Type out the records that follow, exactly as given.

[Location identification entries]

..........

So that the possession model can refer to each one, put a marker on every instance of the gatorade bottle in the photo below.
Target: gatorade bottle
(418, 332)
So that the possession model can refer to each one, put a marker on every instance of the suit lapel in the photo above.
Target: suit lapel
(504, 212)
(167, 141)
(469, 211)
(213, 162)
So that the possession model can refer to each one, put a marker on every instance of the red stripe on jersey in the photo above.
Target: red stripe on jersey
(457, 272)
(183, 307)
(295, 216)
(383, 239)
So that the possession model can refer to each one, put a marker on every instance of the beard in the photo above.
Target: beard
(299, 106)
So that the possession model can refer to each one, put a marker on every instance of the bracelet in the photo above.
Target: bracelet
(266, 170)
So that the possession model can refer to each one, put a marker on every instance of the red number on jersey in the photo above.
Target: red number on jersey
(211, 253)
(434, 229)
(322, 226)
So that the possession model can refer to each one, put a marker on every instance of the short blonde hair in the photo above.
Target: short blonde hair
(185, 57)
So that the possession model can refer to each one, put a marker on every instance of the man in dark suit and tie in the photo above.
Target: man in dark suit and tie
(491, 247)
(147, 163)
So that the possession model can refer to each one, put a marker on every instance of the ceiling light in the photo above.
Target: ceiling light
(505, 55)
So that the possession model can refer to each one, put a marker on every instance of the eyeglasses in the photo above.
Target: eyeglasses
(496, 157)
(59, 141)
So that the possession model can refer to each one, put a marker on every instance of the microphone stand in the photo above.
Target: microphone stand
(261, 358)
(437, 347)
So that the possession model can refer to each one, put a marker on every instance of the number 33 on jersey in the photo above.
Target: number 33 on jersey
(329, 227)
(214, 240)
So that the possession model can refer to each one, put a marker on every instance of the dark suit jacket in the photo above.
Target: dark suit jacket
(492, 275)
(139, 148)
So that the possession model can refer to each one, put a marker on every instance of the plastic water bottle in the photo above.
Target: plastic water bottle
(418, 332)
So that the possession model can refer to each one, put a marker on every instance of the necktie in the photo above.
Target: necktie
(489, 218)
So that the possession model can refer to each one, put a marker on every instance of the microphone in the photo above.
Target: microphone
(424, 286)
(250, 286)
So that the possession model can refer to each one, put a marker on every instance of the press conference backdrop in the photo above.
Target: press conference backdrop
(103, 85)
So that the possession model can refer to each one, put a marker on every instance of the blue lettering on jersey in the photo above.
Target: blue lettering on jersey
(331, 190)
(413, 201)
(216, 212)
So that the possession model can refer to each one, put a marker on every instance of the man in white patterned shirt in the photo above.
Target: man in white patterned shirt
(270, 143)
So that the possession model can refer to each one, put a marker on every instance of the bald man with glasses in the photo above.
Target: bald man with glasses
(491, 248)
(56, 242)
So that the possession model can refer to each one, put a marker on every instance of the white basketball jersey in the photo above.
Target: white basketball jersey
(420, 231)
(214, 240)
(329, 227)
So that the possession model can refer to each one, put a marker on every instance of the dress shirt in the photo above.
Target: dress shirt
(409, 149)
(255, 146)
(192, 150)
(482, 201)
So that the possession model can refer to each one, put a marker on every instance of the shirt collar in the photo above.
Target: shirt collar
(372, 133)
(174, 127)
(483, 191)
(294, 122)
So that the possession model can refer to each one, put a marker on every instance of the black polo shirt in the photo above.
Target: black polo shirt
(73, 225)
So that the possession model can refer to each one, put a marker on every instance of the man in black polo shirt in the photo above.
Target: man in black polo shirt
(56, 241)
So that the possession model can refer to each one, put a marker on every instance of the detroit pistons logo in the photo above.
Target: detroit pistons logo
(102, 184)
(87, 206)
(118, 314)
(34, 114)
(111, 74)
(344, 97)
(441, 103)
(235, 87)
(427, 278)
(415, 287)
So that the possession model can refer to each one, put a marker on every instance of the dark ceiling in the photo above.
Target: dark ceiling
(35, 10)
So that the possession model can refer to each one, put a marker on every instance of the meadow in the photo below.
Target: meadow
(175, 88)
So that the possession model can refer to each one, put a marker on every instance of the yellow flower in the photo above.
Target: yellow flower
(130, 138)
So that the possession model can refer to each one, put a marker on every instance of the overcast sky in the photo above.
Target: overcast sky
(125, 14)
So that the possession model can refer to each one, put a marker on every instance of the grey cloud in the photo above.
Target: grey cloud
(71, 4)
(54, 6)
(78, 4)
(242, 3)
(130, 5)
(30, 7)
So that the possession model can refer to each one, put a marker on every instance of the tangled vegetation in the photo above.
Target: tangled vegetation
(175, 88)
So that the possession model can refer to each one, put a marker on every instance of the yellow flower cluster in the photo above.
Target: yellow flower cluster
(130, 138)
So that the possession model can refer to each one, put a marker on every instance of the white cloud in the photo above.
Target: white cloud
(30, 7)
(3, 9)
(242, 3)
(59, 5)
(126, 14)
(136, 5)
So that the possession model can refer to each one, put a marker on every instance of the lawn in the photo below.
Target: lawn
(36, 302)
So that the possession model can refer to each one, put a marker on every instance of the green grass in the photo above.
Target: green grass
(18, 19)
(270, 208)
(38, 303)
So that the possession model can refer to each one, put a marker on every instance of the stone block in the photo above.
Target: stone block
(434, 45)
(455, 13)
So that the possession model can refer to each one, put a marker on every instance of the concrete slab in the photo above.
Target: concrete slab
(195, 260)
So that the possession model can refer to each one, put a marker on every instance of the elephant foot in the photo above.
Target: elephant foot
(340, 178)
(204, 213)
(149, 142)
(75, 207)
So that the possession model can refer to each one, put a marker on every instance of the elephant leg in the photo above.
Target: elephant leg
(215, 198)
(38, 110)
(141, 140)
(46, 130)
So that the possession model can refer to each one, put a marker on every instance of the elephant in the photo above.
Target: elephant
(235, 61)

..........

Answer to this task:
So that the possession model can refer to each one, put a marker on every instance of the gatorade bottle in the photo below.
Target: gatorade bottle
(418, 332)
So that the possession model can refer to each one, put a marker on every instance of the suit lapel in the photo above.
Target: suit lapel
(504, 212)
(167, 141)
(469, 211)
(213, 162)
So that the possession model can refer to each one, put a marker on every instance of the red stripe on jersey in the photo above.
Target: red stripe on jersey
(457, 272)
(183, 307)
(295, 216)
(383, 239)
So that the possession model can refer to each one, put a marker on every instance of the beard in the photo above.
Target: beard
(299, 106)
So that the possession model can refer to each one, put a marker on every instance of the bracelet in the photo above.
Target: bracelet
(266, 170)
So that the possession model can refer to each one, put a marker on every instance of the red number on jersey in the photo above.
Target: red number on jersey
(211, 253)
(434, 229)
(322, 226)
So that the possession model can refer to each one, put a marker on every instance of the short blonde hair in the photo above.
Target: short blonde hair
(185, 57)
So that the possession model can refer to each one, put a marker on every instance of the man in dark suit and tie in the photo above.
Target: man in dark suit and tie
(491, 247)
(147, 163)
So that the possession model can refer to each one, put a marker on every instance of the ceiling light in the photo above.
Target: ceiling light
(505, 55)
So that the possession model can refer to each one, put a marker on every instance of the eyeglasses in the photo above.
Target: eyeglasses
(496, 157)
(59, 141)
So that the possession model can refer to each one, put a marker on every instance of the microphone stand in the photo above.
Target: microphone stand
(261, 358)
(437, 347)
So that the possession model can refer to each one, put a marker on every instance of the number 33 on jersey in the photo above.
Target: number 33 on jersey
(329, 227)
(214, 240)
So that the possession model can refer to each one, put a marker on every instance of the dark suit jacket in the photo above.
Target: dark suit jacket
(492, 275)
(139, 148)
So that the possession model can refer to each one, put a marker on every instance of the plastic water bottle in the photo above.
Target: plastic water bottle
(418, 332)
So that the possession model can refer to each one, put a marker on every instance of the necktie in the photo above.
Target: necktie
(489, 218)
So that the possession model can refer to each one, put a marker on every instance of the microphone in the photo above.
Target: microphone
(424, 286)
(250, 286)
So that the possession model can refer to each one, put a marker on every instance of the press conference backdrop in the photo above.
Target: press conference backdrop
(103, 85)
So that the possession model can refer to each one, put a marker on every instance of the blue lettering on jersey in the photo above.
Target: blue lettering on jersey
(331, 190)
(413, 201)
(216, 212)
So that the possession model can refer to each one, put a marker on every instance of the man in white patterned shirt in the photo above.
Target: man in white patterned shirt
(270, 143)
So that the possession model can refer to each one, put a marker on every instance of the bald man with glasses in the photo above.
Target: bald man with glasses
(491, 248)
(56, 242)
So that the possession model can refer to each one, put a marker on every instance of the white basketball jersey in the photo above.
Target: white basketball jersey
(420, 231)
(214, 240)
(329, 227)
So that the possession model can refer to each one, put a marker on every instance of the dress shirt in the photo above.
Target: dress shirt
(409, 149)
(255, 146)
(192, 150)
(482, 201)
So that the possession model can refer to each one, put a marker on every instance of the shirt collar in the photo above.
Target: shirt collar
(372, 133)
(174, 127)
(483, 191)
(294, 122)
So that the possession model can refer to each one, put a marker on every instance of the black polo shirt in the photo above.
Target: black polo shirt
(73, 225)
So that the possession model can refer to each one, put a marker on every instance of the man in black polo shirt in the photo above.
Target: man in black polo shirt
(56, 241)
So that the possession model can refer to each one, put a marker on every instance of the detroit pistons logo in the photo above.
Target: detroit pistons logo
(102, 184)
(87, 206)
(118, 314)
(34, 114)
(111, 74)
(344, 97)
(441, 103)
(235, 87)
(427, 278)
(415, 287)
So that the possession model can refer to each one, put a marker on every instance of the dark ceiling in the photo above.
Target: dark ceiling
(35, 10)
So that the possession model can refer to each one, put a marker on every instance of the meadow in the photo below.
Target: meadow
(175, 88)
So that the possession model can refer to each one, put a marker on every instance of the yellow flower in the photo above.
Target: yellow flower
(130, 138)
So that the possession model can refer to each one, put a marker on every instance of the overcast sky in the photo above.
Target: overcast sky
(125, 14)
So that the possession model can refer to each one, put a marker on every instance of the grey cloud in the photo above.
Target: grey cloud
(71, 4)
(54, 6)
(78, 4)
(242, 3)
(130, 5)
(30, 7)
So that the possession model can refer to each one, put a marker on every instance of the tangled vegetation in the photo above.
Target: tangled vegetation
(175, 88)
So that the possession model can refer to each one, put a marker on every instance of the yellow flower cluster in the photo above.
Target: yellow flower cluster
(130, 138)
So that the possession model can refer to each one, put a marker on every instance of the white cloud in the photo above.
Target: white cloud
(30, 7)
(3, 9)
(242, 3)
(59, 5)
(126, 14)
(136, 5)
So that the possession model can refer to each one, put a marker on every instance of the lawn in the photo below.
Target: lawn
(36, 302)
So that the possession model can refer to each one, put a marker on every instance of the green grass in the photo above.
Target: green grass
(18, 19)
(270, 208)
(38, 303)
So that the possession model can refer to each one, put a marker on every instance of the stone block in the photo above.
Target: stone block
(434, 45)
(455, 13)
So that the possession model can refer to each one, put a marker on every instance of the concrete slab in the photo above.
Target: concrete slab
(195, 260)
So that the possession model can refer to each one, put a marker on every instance of the elephant foot in the photo above.
Target: elephant foot
(340, 178)
(204, 213)
(149, 142)
(75, 207)
So that the possession model can refer to each one, put a marker on every instance of the elephant leg in the photo above.
Target: elephant leg
(215, 198)
(38, 110)
(141, 140)
(46, 130)
So that the possession model can refer to each one, put a marker on every instance of the elephant in the photo above.
Target: elephant
(235, 61)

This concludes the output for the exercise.